Task instructions: Each entry below must appear in the answer exactly as written.

(Extracted data entries)
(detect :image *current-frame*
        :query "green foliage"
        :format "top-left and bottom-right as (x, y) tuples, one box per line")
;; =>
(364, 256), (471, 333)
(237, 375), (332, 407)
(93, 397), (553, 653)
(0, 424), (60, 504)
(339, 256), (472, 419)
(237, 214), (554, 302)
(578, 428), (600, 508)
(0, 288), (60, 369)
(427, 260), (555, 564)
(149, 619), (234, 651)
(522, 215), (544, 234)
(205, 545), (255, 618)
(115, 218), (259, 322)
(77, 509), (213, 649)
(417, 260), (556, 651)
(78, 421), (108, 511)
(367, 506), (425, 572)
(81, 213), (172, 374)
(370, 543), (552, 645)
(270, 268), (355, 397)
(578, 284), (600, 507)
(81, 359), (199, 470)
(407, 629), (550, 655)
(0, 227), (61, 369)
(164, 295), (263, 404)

Your solution:
(detect :image *current-frame*
        :query "green foliage"
        :format "top-left and bottom-right as (x, y) tuples, one box per line")
;; =>
(364, 256), (471, 333)
(237, 375), (332, 407)
(93, 397), (553, 653)
(0, 424), (60, 504)
(339, 256), (472, 419)
(237, 214), (554, 302)
(578, 428), (600, 508)
(0, 288), (60, 369)
(427, 260), (555, 564)
(149, 619), (234, 651)
(522, 215), (544, 234)
(205, 545), (255, 618)
(115, 218), (259, 322)
(77, 509), (213, 649)
(417, 260), (556, 651)
(78, 421), (108, 511)
(367, 506), (425, 572)
(81, 213), (172, 374)
(370, 543), (552, 645)
(270, 268), (355, 397)
(578, 284), (600, 507)
(81, 359), (199, 470)
(407, 629), (550, 655)
(0, 227), (61, 369)
(164, 295), (263, 404)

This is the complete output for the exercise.